*Work to complete*
Please return the entries, omitting and altering nothing.

*Records for this task*
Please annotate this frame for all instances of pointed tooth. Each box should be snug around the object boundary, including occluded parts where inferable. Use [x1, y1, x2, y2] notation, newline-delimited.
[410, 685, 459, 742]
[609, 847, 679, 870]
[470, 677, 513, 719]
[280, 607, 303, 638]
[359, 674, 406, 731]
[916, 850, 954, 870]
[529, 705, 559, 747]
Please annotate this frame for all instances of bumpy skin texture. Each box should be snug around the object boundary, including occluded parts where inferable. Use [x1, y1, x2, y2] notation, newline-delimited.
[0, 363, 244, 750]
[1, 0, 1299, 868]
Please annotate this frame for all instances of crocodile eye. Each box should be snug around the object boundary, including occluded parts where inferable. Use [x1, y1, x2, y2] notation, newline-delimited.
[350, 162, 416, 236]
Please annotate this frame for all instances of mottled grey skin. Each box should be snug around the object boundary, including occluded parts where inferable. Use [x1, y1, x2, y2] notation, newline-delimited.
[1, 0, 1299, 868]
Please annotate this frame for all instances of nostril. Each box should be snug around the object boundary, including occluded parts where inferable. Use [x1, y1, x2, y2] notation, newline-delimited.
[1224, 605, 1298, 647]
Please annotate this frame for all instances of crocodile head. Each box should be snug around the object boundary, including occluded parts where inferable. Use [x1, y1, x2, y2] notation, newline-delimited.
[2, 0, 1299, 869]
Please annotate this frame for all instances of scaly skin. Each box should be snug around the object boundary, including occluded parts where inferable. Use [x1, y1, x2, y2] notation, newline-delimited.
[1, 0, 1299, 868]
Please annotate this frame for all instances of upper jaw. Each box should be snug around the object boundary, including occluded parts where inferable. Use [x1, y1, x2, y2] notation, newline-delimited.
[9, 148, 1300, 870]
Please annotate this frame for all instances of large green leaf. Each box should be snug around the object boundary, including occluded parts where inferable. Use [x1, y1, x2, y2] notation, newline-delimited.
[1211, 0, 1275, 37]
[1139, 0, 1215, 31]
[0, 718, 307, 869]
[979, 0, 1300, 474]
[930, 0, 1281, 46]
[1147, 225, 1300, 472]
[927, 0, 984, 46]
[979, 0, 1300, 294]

*Solved problem*
Please annotate this frame for all instances of pointed tooth. Each box should be snug around the object boundary, including occluded parts where inferable. Use [x1, y1, x2, y2] notation, newline-delimited.
[410, 685, 459, 742]
[609, 847, 679, 870]
[470, 677, 513, 719]
[280, 607, 303, 638]
[359, 674, 406, 731]
[916, 850, 954, 870]
[529, 705, 559, 747]
Please annotate this frame for all instances of bumpy skin texture. Each box should be snug around the object boundary, including occluded parts where inferable. Use [x1, y1, x2, y2] notation, newline-delimited.
[0, 363, 244, 750]
[1, 0, 1299, 868]
Please annotate this frame for all instances of crocodile eye. Each box should be snug around the object boundary, including occluded parts where inferable. Use [x1, y1, x2, y2] notation, newline-delimited.
[350, 162, 416, 236]
Please annotate this frame for all instances of mottled grey skin. Each box should be snug around the object boundary, including occluded parts where inferable. Use [x1, y1, x2, y2] notation, newline-delimited.
[1, 0, 1299, 868]
Please annotate this frame for all instances of nostril. Each box should be snug around the object boundary, including occluded parts where inferable. Use [x1, y1, x2, y2] notation, newline-delimited.
[1224, 605, 1298, 647]
Please annotate this frame for all instances of crocodile head. Each box should be snug around the object boundary, including occluded parts where inferable. Use [x1, y1, x2, y2] notation, newline-delimited.
[2, 0, 1299, 869]
Please annotate this frame for all instances of scaly skin. Each box should be snug around the object boundary, including occluded parts where inferable. Use [x1, y1, x2, y2] notation, newline-delimited.
[1, 0, 1299, 868]
Please annotate this frame for all instances of upper jaw. Each box should be snug around the object boundary, including occluded parts where inferable. Use [x1, y1, x2, y2] notation, newline-delimited.
[9, 148, 1300, 870]
Please annotate this frame for all instances of large green leaf. Each box should be snug around the object boundary, including occluded parts where inferable. Use [x1, y1, x2, y2] notation, newline-delimited.
[1211, 0, 1275, 37]
[1139, 0, 1215, 31]
[0, 718, 307, 869]
[979, 0, 1300, 474]
[930, 0, 1281, 46]
[1147, 225, 1300, 472]
[927, 0, 984, 46]
[979, 0, 1300, 294]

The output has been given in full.